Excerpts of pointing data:
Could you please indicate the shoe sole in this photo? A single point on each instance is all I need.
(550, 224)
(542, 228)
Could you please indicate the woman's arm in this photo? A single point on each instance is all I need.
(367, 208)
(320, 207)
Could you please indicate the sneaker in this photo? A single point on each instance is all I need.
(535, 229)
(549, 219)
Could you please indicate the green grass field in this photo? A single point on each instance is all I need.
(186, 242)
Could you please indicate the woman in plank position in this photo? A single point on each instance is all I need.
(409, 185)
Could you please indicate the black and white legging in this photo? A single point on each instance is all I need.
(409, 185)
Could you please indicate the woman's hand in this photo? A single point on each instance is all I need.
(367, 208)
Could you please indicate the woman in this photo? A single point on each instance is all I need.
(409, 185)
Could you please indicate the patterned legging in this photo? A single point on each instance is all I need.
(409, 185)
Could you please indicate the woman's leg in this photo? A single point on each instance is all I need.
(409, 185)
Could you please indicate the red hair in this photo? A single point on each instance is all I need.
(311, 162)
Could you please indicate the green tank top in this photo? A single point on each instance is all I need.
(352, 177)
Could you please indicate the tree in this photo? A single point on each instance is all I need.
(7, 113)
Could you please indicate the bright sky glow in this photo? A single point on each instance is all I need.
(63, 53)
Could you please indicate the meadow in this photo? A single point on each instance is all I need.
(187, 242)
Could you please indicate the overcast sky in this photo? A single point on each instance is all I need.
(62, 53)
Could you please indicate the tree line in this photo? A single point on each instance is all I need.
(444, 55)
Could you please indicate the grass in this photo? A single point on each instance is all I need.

[WHAT YOU WILL DO]
Convert every line of the data above into a JSON list of strings, one string per line, omitting any blank lines.

[EXERCISE RESPONSE]
[
  "Could you please indicate the shoe sole in this photo? A single point on each instance is all I need.",
  "(550, 224)",
  "(542, 228)",
  "Could you please indicate the woman's arm in this photo? A single point on each instance is all I need.",
  "(367, 208)",
  "(320, 207)",
  "Could you please indicate the sneaker in this photo? A single point on each instance is all I need.",
  "(535, 229)",
  "(549, 219)",
  "Could you please indicate the green grass field in this photo? A single point on each instance is all I need.",
  "(186, 242)",
  "Could you please indicate the woman in plank position in this photo? A single point on each instance is all I need.",
  "(409, 185)",
  "Could you please indicate the black and white legging in this photo? A single point on each instance is all I need.",
  "(409, 185)",
  "Could you please indicate the woman's hand in this photo? A single point on each instance is all I need.",
  "(367, 208)",
  "Could you please indicate the woman in this photo? A single point on each instance is all I need.",
  "(409, 185)",
  "Could you please indicate the patterned legging in this photo? A single point on each instance is all I need.",
  "(409, 185)",
  "Could you please indicate the woman's leg in this photo? A single point on each instance is all I need.",
  "(409, 185)",
  "Could you please indicate the red hair in this photo? A single point on each instance is all I need.",
  "(311, 162)",
  "Could you please indicate the green tank top in this photo? A single point on each instance is all I need.",
  "(352, 177)",
  "Could you please indicate the tree in this photo? A single point on each instance is all I need.",
  "(7, 113)",
  "Could you please indicate the bright sky glow in this photo? A single point on each instance is all I need.",
  "(63, 53)",
  "Could you please indicate the meadow in this photo? A single point on each instance is all I need.",
  "(187, 242)",
  "Could you please indicate the overcast sky in this photo? A single point on each instance is all I need.",
  "(62, 53)",
  "Could you please indicate the tree line in this photo? A single point on each instance is all I need.",
  "(444, 55)",
  "Could you please indicate the grass in this photo? A single point on each instance is all I need."
]